**The input:**
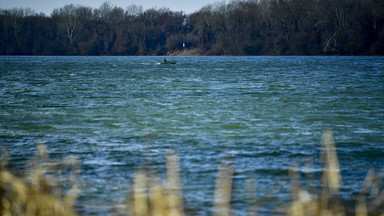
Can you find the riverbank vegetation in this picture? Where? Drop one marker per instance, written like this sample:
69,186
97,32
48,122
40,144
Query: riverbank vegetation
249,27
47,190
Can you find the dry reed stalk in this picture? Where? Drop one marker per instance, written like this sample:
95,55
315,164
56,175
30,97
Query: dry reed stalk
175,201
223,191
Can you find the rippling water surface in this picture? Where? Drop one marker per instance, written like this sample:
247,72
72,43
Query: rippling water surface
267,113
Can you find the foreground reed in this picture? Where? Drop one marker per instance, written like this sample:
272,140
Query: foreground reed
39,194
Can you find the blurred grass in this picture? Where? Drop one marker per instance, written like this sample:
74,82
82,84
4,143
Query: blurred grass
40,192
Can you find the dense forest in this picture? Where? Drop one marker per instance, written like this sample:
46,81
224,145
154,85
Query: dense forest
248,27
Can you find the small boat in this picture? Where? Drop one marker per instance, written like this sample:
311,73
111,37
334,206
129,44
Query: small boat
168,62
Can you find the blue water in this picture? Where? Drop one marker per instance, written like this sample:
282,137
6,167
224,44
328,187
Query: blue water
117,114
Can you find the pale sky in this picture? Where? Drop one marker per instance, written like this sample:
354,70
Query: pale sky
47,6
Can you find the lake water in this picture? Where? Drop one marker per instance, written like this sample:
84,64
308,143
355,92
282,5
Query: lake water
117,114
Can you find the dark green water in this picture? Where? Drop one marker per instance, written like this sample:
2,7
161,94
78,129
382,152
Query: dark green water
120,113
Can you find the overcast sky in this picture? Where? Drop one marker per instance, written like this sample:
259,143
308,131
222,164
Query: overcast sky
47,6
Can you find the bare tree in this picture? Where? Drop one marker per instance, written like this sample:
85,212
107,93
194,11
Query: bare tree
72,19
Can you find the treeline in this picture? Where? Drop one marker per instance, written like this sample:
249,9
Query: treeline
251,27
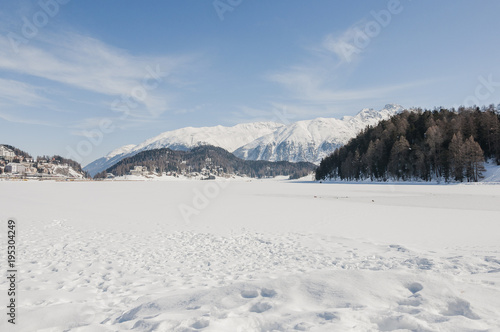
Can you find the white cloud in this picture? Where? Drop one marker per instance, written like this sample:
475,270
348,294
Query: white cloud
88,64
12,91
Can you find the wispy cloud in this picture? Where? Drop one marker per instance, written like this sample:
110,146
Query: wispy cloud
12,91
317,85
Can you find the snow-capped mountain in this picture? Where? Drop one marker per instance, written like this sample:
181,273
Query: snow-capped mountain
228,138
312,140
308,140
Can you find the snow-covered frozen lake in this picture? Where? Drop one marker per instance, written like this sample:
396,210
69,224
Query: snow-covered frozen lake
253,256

**Exercise prompt:** Copy out, word for word, the part of the data that starts at the line containing "Can you find the snow-capped" and runs through the end of the data.

**Correct answer:**
Can you find the snow-capped mountain in this picture? Where? Drop one marker per instance, written like this sample:
181,273
Query: snow-capped mountain
228,138
312,140
308,140
Can you find the snow-covered frozen lake in this picture? Where? Drop one marker per instance, written like this sample:
396,210
69,224
Query: snow-covered frozen lake
253,256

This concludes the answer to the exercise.